Extracted records:
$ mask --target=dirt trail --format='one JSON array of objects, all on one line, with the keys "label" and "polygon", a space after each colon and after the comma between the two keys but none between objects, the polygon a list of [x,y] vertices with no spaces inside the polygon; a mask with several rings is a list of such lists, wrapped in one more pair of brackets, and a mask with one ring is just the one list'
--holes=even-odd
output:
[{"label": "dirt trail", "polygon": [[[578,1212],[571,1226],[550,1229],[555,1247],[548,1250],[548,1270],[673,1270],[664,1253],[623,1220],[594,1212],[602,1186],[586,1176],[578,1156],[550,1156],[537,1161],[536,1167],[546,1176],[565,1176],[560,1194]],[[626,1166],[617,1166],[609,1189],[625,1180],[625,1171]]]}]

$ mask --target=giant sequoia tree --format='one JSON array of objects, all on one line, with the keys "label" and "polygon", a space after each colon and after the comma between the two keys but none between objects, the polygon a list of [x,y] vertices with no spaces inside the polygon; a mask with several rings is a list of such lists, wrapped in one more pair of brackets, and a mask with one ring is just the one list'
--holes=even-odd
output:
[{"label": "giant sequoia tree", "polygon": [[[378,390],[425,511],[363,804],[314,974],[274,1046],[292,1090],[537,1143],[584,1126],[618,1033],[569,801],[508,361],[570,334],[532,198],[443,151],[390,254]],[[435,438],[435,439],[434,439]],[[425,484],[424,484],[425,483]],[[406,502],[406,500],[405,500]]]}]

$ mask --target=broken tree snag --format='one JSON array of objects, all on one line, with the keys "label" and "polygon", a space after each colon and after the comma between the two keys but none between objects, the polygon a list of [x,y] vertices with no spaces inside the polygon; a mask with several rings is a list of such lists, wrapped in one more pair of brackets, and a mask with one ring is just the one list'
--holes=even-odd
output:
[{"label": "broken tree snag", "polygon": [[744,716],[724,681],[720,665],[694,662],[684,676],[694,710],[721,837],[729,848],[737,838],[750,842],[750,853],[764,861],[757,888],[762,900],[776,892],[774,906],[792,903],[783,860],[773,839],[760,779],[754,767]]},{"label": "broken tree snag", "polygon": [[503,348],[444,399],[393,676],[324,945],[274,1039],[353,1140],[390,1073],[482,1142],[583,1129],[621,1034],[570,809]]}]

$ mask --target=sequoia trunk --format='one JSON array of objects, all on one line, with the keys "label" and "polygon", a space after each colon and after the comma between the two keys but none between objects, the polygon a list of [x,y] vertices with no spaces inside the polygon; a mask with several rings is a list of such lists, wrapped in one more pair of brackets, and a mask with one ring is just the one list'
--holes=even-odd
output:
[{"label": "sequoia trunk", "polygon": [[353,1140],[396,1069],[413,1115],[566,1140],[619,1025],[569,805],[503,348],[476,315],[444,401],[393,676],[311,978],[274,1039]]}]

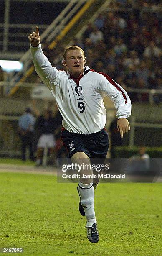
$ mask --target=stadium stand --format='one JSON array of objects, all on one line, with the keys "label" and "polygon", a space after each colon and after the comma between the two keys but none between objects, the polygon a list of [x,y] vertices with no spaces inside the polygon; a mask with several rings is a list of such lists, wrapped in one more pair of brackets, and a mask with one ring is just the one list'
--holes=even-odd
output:
[{"label": "stadium stand", "polygon": [[[132,146],[139,146],[142,143],[148,146],[160,146],[162,143],[162,120],[159,114],[162,102],[160,1],[94,1],[90,10],[89,9],[80,17],[78,15],[84,7],[84,2],[83,1],[77,12],[73,13],[68,22],[61,27],[60,34],[56,34],[53,39],[51,37],[49,39],[48,37],[48,41],[44,38],[43,44],[45,54],[53,66],[63,69],[62,53],[65,47],[75,44],[82,48],[87,58],[86,64],[96,71],[106,73],[125,88],[134,103],[132,119],[130,121],[132,129],[129,134],[125,137],[124,144]],[[100,5],[98,6],[99,3]],[[104,7],[102,8],[102,6]],[[60,14],[61,10],[58,12]],[[79,17],[79,19],[76,19],[76,17]],[[40,24],[42,33],[51,26],[51,15],[48,18],[48,21],[45,20]],[[34,20],[33,18],[30,30],[34,27],[34,23],[39,23]],[[73,24],[71,23],[72,20],[75,20],[75,23],[74,21]],[[41,26],[44,26],[43,28]],[[27,36],[26,33],[25,33]],[[61,36],[59,37],[59,35],[62,35]],[[29,46],[28,44],[25,44],[25,47]],[[15,48],[13,49],[15,51]],[[3,56],[2,53],[0,55]],[[0,143],[3,154],[7,151],[11,154],[19,154],[18,146],[14,148],[12,145],[11,136],[10,138],[4,139],[8,137],[3,131],[4,125],[7,123],[12,138],[15,136],[17,138],[15,131],[13,132],[15,126],[14,124],[23,112],[23,108],[30,104],[31,90],[36,86],[43,86],[40,81],[38,82],[38,77],[33,68],[31,69],[31,62],[28,63],[24,68],[29,75],[25,76],[25,73],[23,72],[15,81],[19,82],[24,78],[10,95],[12,97],[9,100],[8,97],[10,92],[9,75],[7,80],[5,79],[5,83],[0,82],[1,95],[3,94],[0,102]],[[106,125],[108,128],[114,116],[114,108],[108,100],[105,100],[105,104],[109,113]],[[43,105],[41,100],[38,101],[38,105],[41,109]],[[144,108],[146,110],[144,112]],[[146,136],[148,132],[154,134],[149,142]],[[17,145],[18,139],[16,141]]]}]

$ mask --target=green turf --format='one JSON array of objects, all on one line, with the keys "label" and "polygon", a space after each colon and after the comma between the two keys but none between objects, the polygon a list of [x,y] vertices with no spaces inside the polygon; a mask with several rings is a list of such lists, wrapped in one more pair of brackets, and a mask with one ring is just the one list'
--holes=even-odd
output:
[{"label": "green turf", "polygon": [[86,238],[76,184],[0,173],[0,247],[23,247],[23,255],[37,256],[162,255],[160,184],[100,184],[96,244]]},{"label": "green turf", "polygon": [[27,160],[24,161],[23,161],[23,160],[21,159],[18,158],[0,157],[0,164],[34,166],[35,164],[35,162],[33,161],[30,161],[30,160]]}]

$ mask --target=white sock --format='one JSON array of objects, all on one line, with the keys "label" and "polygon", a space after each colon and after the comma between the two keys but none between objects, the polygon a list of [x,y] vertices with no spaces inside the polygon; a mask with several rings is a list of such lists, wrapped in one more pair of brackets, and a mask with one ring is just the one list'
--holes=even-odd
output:
[{"label": "white sock", "polygon": [[90,184],[83,184],[80,182],[78,187],[81,205],[87,220],[87,227],[91,227],[96,222],[94,210],[94,192],[93,184],[92,182]]}]

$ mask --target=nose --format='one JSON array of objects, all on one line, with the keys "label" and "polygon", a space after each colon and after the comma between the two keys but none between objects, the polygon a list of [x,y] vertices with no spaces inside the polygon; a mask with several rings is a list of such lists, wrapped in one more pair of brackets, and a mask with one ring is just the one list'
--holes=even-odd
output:
[{"label": "nose", "polygon": [[75,63],[77,63],[79,62],[78,59],[77,58],[76,58],[74,60]]}]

Exercise goal: Transcribe the records above exactly, leaving out every picture.

Result below:
$ mask --target=dirt trail --format='one JSON array of objects, all on one line, with the keys "label" and "polygon", a space after each colon and after the comma between the two keys but none between objects, the polygon a list of [x,y] vertices with no spaces inside the polygon; a mask with several rings is a list of such lists, wrapped in one more pair of brackets, and a mask with one ring is just the one list'
--holes=even-odd
output:
[{"label": "dirt trail", "polygon": [[[578,1212],[571,1226],[550,1229],[555,1247],[548,1250],[548,1270],[673,1270],[664,1253],[623,1220],[594,1212],[602,1186],[586,1176],[578,1156],[550,1156],[537,1161],[536,1167],[546,1176],[565,1176],[560,1194]],[[626,1166],[617,1166],[609,1189],[625,1180],[625,1171]]]}]

$ mask --target=giant sequoia tree --format='one JSON array of objects, all on one line, with the keys "label" and "polygon", a space after each colon and after the comma between the two keys but none between objects, the polygon a list of [x,y] vertices with no spaces inside the polygon; a mask with several rings is a list of such lists, wrapped in one more pair of brackets, and a mask with one ring is just the one list'
--holes=even-odd
output:
[{"label": "giant sequoia tree", "polygon": [[[378,390],[425,511],[363,804],[314,974],[274,1046],[292,1090],[537,1143],[584,1126],[618,1033],[569,801],[508,361],[570,334],[532,198],[443,151],[390,254]],[[435,438],[435,439],[434,439]],[[425,484],[424,484],[425,483]],[[406,502],[406,500],[405,500]]]}]

$ mask --target=broken tree snag --format='one JSON array of objects, all on one line, with the keys "label" and "polygon", a space after each colon and after the comma between the two keys but none between objects, the polygon a list of [x,y] vertices with no spaces inside the polygon; a mask with several rings is a list of such lists, wrapped in one more pair of brackets, and a mask with one ring is just the one list'
--holes=even-odd
output:
[{"label": "broken tree snag", "polygon": [[744,716],[724,681],[720,665],[694,662],[684,676],[694,710],[721,837],[729,848],[737,838],[750,842],[750,853],[764,861],[757,888],[762,900],[776,892],[774,906],[792,903],[783,860],[773,839],[760,779],[754,767]]},{"label": "broken tree snag", "polygon": [[503,348],[444,399],[393,676],[324,945],[274,1039],[353,1140],[390,1073],[482,1142],[583,1129],[621,1034],[570,809]]}]

$ mask --target=sequoia trunk --format='one JSON array of objects, all on one line, with the keys "label" and "polygon", a space after each colon and after the comma between the two keys but none between objects, the polygon a list of [x,y] vertices with no spaces inside the polygon; a mask with several rings is a list of such lists, wrapped in one more pair of brackets, and a mask with one ring is just the one list'
--holes=even-odd
output:
[{"label": "sequoia trunk", "polygon": [[353,1140],[396,1069],[413,1115],[566,1140],[619,1025],[569,805],[503,348],[476,315],[444,401],[393,676],[311,978],[274,1039]]}]

$ mask --target=stadium stand --format='one JSON array of objects, all on one line, with the keys "label" and "polygon", a space after each colon and after the comma between the two keys but none between objects, the polygon a list of [x,y] vertices with no spaces inside the polygon; a mask with several rings is a list of such lists, wrapped in one more pair of brackets, and a mask with one ring is just the one list'
--holes=even-odd
output:
[{"label": "stadium stand", "polygon": [[[132,146],[139,146],[142,143],[148,146],[160,146],[162,143],[162,120],[159,114],[162,102],[160,1],[94,1],[90,10],[89,9],[80,17],[78,15],[84,7],[84,2],[83,1],[77,12],[73,13],[68,22],[61,27],[60,34],[56,34],[53,39],[51,37],[49,39],[48,37],[48,41],[44,38],[43,44],[45,54],[53,66],[63,69],[62,53],[65,47],[75,44],[82,48],[87,58],[86,64],[96,71],[106,73],[125,88],[134,103],[132,119],[130,121],[132,129],[129,134],[125,137],[124,144]],[[100,5],[98,6],[99,3]],[[104,7],[102,8],[102,6]],[[60,14],[61,10],[58,12]],[[79,17],[79,19],[76,19],[76,17]],[[40,24],[42,33],[51,26],[51,15],[48,18],[48,21],[45,20]],[[34,20],[33,18],[30,30],[34,27],[34,23],[39,23]],[[73,24],[71,23],[72,20],[75,20],[75,23],[74,21]],[[41,26],[44,26],[43,28]],[[27,36],[26,33],[25,33]],[[61,36],[59,37],[59,35],[62,35]],[[29,46],[28,44],[25,44],[25,47]],[[15,48],[13,49],[15,51]],[[3,56],[2,53],[0,55]],[[0,143],[3,154],[7,151],[11,154],[19,154],[18,146],[14,148],[12,145],[11,136],[10,138],[4,139],[8,137],[3,131],[4,125],[7,123],[12,138],[15,136],[17,138],[15,131],[13,132],[15,126],[14,124],[23,112],[23,108],[30,104],[31,90],[36,86],[43,86],[40,81],[38,82],[38,77],[33,68],[31,69],[31,62],[28,63],[24,68],[29,75],[25,76],[25,73],[23,72],[15,81],[19,82],[24,78],[10,95],[12,97],[9,100],[8,97],[10,92],[9,75],[7,80],[5,79],[5,83],[0,82],[1,95],[3,94],[0,102]],[[106,125],[108,128],[114,116],[114,108],[108,100],[105,100],[105,104],[109,113]],[[43,105],[41,100],[38,101],[38,105],[41,109]],[[144,108],[146,110],[144,112]],[[146,136],[148,132],[154,134],[149,142]],[[17,145],[18,139],[16,141]]]}]

$ mask --target=green turf --format='one JSON array of objects, all on one line, with the keys "label" and "polygon", a space after each colon and after the comma between the two keys but none between objects, the polygon a list of [x,y] vertices with no spaces inside the polygon; a mask with several rings is a list of such lists, wrapped in one more pair of brackets, and a mask with one ring is just the one list'
--holes=even-odd
output:
[{"label": "green turf", "polygon": [[86,238],[76,184],[0,173],[0,247],[23,247],[23,255],[37,256],[162,255],[160,184],[100,184],[96,244]]},{"label": "green turf", "polygon": [[27,160],[24,161],[23,161],[23,160],[21,159],[18,158],[0,157],[0,164],[34,166],[35,164],[35,162],[33,161],[30,161],[30,160]]}]

$ mask --target=white sock --format='one JSON array of objects, all on one line, with the keys "label" and "polygon", a space after each colon and after the comma between the two keys but none between objects, the polygon a list of [x,y] vertices with no spaces inside the polygon; a mask with several rings is a list of such lists, wrapped in one more pair of brackets, and a mask with one ring is just the one list'
--holes=even-odd
output:
[{"label": "white sock", "polygon": [[90,184],[83,184],[80,182],[78,187],[81,205],[87,220],[87,227],[91,227],[96,222],[94,210],[94,192],[93,184],[92,182]]}]

$ mask --target=nose --format='one JSON array of objects, all on one line, with the keys "label" and "polygon", a space after each colon and after the comma between the two keys but none between objects, the polygon a list of [x,y] vertices with no spaces inside the polygon; a mask with several rings is a list of such lists, wrapped in one more pair of brackets, and a mask with one ring is just the one list'
--holes=even-odd
output:
[{"label": "nose", "polygon": [[75,63],[77,63],[79,62],[78,59],[77,58],[76,58],[74,60]]}]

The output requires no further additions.